→ EXERCISE DESCRIPTION:
Go to the line that contains "# indicate a point on every instance of the gray asphalt" in the records below and repeat it, and each line after it, exactly through the end, omitting pictures.
^^^^^^^^
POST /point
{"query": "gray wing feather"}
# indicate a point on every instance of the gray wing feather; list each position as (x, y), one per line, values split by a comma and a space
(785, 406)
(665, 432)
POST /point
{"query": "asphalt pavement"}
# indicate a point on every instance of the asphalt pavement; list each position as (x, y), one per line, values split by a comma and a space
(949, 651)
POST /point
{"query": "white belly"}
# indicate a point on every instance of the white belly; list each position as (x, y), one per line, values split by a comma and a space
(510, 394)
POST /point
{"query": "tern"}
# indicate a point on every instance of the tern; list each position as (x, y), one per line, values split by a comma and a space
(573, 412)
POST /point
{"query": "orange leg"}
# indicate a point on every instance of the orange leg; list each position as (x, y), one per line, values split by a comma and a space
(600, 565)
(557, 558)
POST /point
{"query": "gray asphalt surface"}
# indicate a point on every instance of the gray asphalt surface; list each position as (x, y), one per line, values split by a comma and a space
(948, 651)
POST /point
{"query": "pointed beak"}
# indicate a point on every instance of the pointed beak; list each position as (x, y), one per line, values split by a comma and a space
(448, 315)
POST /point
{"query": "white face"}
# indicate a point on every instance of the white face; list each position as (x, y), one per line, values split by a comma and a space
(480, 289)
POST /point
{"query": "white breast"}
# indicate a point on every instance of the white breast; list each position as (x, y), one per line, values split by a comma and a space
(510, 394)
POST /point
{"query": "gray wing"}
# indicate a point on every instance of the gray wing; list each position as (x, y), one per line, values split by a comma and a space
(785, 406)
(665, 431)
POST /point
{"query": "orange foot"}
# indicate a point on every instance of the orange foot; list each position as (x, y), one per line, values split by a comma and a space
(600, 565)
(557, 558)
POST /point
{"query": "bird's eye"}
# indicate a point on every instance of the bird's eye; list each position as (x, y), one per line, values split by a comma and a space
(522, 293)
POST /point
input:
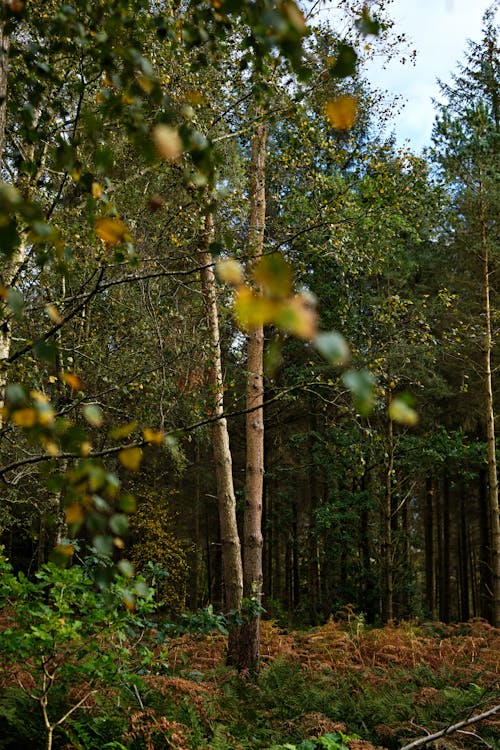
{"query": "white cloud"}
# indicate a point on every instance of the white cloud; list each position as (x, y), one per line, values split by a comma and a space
(438, 30)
^^^^^^^^
→ RESPONSE:
# indicate a point on every instance of the gray asphalt surface; list each position as (x, y), one per line, values split by a comma and a space
(948, 651)
POST /point
{"query": "pointed beak"}
# indicate a point on every instance of the pointed beak; list each position as (x, y), one per line, values split by a comma and a space
(448, 315)
POST /point
{"query": "white face"}
# indicate a point on every instance of the white face; list each position as (x, y), one per line, values split by a comma and a space
(480, 289)
POST /point
{"query": "white breast"}
# indicate a point on every instance of the white breast; list each position as (x, y), one per line, values split by a comma and a space
(510, 394)
POST /point
{"query": "gray wing"}
# indicate a point on every instance of the gray wing; list each position as (x, y), one per line, values split by a comma and a space
(785, 406)
(665, 431)
POST /point
{"query": "orange foot"}
# indicate a point on every instance of the orange foot; list each position as (x, y), one per line, values split by a comma and a space
(600, 565)
(557, 558)
POST /point
{"query": "bird's eye"}
# indicate a point on every instance of the bird's eye; list each position as (x, y), one per line, values split by a comma and a space
(522, 293)
POST /point
input:
{"query": "white cloud"}
# indicate a point on every instance of the white cloud; list each position as (x, y), one per line, values split by a comma and a space
(438, 30)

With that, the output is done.